What this task involves:
Each entry that follows should be written again verbatim.

Study material:
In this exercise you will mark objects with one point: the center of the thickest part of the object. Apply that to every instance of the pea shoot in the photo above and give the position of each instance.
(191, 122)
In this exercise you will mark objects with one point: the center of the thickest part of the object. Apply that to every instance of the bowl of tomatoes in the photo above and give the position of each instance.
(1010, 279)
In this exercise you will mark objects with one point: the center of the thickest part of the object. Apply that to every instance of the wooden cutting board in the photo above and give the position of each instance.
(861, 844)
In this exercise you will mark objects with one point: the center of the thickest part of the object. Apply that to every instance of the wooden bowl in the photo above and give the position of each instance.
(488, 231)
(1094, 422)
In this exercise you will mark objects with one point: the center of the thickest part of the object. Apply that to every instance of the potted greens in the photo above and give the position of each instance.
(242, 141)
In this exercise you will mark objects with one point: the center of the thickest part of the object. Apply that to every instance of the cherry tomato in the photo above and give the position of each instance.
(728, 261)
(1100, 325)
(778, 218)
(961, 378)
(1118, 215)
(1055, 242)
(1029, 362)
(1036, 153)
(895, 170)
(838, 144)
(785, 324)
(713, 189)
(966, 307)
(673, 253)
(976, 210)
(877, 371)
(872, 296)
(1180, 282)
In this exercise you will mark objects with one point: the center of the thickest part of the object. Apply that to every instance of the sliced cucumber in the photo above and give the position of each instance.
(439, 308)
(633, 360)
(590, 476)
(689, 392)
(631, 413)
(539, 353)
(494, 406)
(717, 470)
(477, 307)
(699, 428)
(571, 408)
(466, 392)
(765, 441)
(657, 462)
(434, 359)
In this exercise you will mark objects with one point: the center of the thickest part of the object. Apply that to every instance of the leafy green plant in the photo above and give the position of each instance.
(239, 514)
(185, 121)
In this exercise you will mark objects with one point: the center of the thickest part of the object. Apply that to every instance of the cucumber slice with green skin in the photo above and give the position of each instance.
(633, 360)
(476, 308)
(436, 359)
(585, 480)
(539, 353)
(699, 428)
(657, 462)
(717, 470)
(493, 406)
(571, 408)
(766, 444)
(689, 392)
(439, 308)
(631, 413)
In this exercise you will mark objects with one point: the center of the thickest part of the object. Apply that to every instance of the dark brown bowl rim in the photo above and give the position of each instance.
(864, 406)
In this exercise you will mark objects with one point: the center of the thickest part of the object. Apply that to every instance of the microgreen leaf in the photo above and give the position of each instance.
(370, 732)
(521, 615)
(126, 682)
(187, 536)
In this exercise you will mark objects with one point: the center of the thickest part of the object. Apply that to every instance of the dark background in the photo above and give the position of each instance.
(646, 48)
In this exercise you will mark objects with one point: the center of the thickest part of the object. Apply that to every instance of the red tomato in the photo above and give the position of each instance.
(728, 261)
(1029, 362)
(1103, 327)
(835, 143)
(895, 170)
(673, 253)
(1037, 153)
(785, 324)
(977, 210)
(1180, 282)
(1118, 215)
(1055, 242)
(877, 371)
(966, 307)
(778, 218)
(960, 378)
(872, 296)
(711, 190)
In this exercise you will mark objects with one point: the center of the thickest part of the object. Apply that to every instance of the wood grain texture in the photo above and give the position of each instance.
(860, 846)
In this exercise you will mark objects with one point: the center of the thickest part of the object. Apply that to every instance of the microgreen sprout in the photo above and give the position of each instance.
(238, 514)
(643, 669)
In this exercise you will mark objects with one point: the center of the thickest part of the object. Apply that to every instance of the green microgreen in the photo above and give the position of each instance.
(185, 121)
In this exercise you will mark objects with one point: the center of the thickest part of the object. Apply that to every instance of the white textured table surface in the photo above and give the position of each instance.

Answer to this task:
In this exercise you will mark objects with one point: the center of the thickest part of the object. Apply that to every instance of the pea shoot in the photo above and give the position of each instance.
(191, 122)
In this exercise you will mark objects with one point: the center of the thickest part of the object. Apply that to every instance of the bowl of tomatoes in the photo above and give the position of each instance.
(1010, 279)
In this exercise you will mark objects with one point: the center of the thickest part of the object. Apply that to every instance of the wooden cutting board in the photo above and give the position of each instance.
(861, 844)
In this exercise you will mark objects with one point: the center of the thickest part of the object. Apply that to every instance of the wooden bowl in the photo above and give the position of each instance.
(488, 231)
(1094, 422)
In this exercise you will mark objects with one point: the center of the thickest part of the object. Apply that to every instance of the potted greens in the photo above and give the position of each instance.
(242, 141)
In this exercise you will mark objects with one point: the center of the thickest part of the object. Apply that to every instance of the cherry tomato in the photo above and give the position of each instance.
(728, 261)
(1100, 325)
(778, 218)
(961, 378)
(1118, 215)
(1055, 242)
(1029, 362)
(1036, 153)
(895, 170)
(838, 144)
(785, 324)
(713, 189)
(966, 307)
(673, 253)
(976, 210)
(877, 371)
(872, 296)
(1180, 282)
In this exercise you will mark objects with one point: the center of the thickest part of the object. Apply that to every instance of the sliced cucumber in the photo above and give the position of each instance.
(439, 308)
(633, 360)
(590, 476)
(689, 392)
(631, 413)
(539, 353)
(494, 406)
(717, 470)
(477, 307)
(699, 428)
(571, 408)
(466, 392)
(765, 441)
(657, 462)
(434, 359)
In this exercise you will mark objects with one point: the center of the thickest part of the object. Apply that to every instance of the leafy green plant in the photo above and give the position of each instance.
(239, 514)
(185, 121)
In this exercise you will mark objects with one point: the center of the thickest part of the object. Apply that to every instance of the cucumber slice with green skin in the photo above and give the position of each instance.
(633, 360)
(476, 308)
(436, 359)
(585, 480)
(539, 353)
(699, 428)
(657, 462)
(717, 470)
(493, 406)
(571, 408)
(766, 444)
(689, 392)
(439, 308)
(631, 413)
In this exercise you will mark objects with one point: the center of the thickest part of the object. Apply that to every instance of the dark brown bowl rim in the photo above and give the position of each instance.
(864, 406)
In this exercise you will mark objects with one point: the center of the thickest part of the object. Apply that to every instance of the microgreen leaf in the photo above and give the position of each instance.
(370, 732)
(521, 615)
(126, 682)
(187, 536)
In this exercise you will mark objects with one point: the center of the thickest part of the object. Apply that to every instance of the dark background in the photo above and give the position of each instance.
(646, 48)
In this exercise you will mark objects with one point: the center of the thickest part of the object. Apply that to every instance of the red tomato in the photo above and give the position of each instance.
(728, 261)
(1029, 362)
(1103, 327)
(835, 143)
(895, 170)
(673, 253)
(1037, 153)
(785, 324)
(977, 210)
(1180, 282)
(1118, 215)
(1055, 242)
(877, 371)
(966, 307)
(778, 218)
(960, 378)
(872, 296)
(711, 190)
In this exercise you will mark objects with one point: the center of the thickest part of the object. Apply that to every instance of the wood grain texture in the photo above and give the position of each instance.
(860, 846)
In this exercise you will mark objects with one point: the center of the thickest part of the object. Apply that to every instance of the microgreen sprout in the photo above and give the position of each instance.
(238, 514)
(643, 669)
In this exercise you will mark objects with one point: the center of the thickest part of the object. Apply that to every instance of the green microgreen in the photo above and give the position of each instance.
(185, 121)
In this exercise you will mark objects with one point: the center of the thickest part of the object. Apply that to every instance of the white textured table surface in the photo above and give the position of each instance.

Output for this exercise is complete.